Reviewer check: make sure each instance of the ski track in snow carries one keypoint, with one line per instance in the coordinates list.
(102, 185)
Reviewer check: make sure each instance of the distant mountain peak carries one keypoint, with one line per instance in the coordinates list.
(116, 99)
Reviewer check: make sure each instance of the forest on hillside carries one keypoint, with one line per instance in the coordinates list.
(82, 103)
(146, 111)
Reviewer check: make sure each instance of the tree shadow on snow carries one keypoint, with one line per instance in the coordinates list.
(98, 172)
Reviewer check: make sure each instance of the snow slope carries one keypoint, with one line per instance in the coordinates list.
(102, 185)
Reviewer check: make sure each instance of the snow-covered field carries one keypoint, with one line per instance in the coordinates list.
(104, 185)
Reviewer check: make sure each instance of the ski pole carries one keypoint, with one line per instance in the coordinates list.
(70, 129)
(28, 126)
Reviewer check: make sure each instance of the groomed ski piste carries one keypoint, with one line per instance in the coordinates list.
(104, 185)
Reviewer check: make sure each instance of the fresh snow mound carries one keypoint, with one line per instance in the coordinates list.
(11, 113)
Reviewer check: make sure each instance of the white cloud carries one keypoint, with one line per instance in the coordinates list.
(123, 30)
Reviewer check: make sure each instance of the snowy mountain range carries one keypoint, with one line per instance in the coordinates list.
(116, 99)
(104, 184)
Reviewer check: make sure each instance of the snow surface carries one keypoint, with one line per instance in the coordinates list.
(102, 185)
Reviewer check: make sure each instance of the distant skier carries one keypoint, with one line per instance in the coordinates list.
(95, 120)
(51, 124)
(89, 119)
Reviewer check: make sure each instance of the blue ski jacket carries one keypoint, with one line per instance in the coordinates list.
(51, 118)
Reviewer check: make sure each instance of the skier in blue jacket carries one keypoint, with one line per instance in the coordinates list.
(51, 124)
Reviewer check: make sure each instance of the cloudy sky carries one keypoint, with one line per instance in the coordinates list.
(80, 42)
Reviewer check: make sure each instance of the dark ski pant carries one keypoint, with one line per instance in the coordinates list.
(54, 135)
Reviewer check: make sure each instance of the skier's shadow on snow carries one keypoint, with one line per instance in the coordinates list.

--*--

** OBJECTIVE **
Rewrite every line, starting with the one containing "Reviewer check: make sure each instance of the snow surface" and going on through the end of the records, and shift each coordinate by adding 13 to every number while leaving the other text unchanged.

** FINAL RESULT **
Reviewer check: make sure each instance of the snow surface carries one keypoint, with one line per instance in the coordinates list.
(115, 198)
Reviewer check: make sure each instance of the distant skier carries one keypoint, with one line per instance in the coordinates list.
(108, 133)
(64, 137)
(102, 132)
Reviewer check: make sure each instance of the blue ski jacket carries one keypoint, with one line per instance in the coordinates list.
(64, 131)
Reviewer check: make sure each instance of the skier in blue jacket carries one keypoint, with one line per instance in the coordinates list.
(64, 137)
Reviewer check: make sure each instance of the cloudy sky carries one keypoint, with one line per instance in the coordinates list.
(93, 55)
Reviewer check: make sure each instance of the dark ski pant carries one keypoint, with one line per instance in the coordinates list.
(67, 148)
Reviewer check: make sure each instance of the skier's shadow on snow carries one keypoint, with one line per instance in the coordinates list.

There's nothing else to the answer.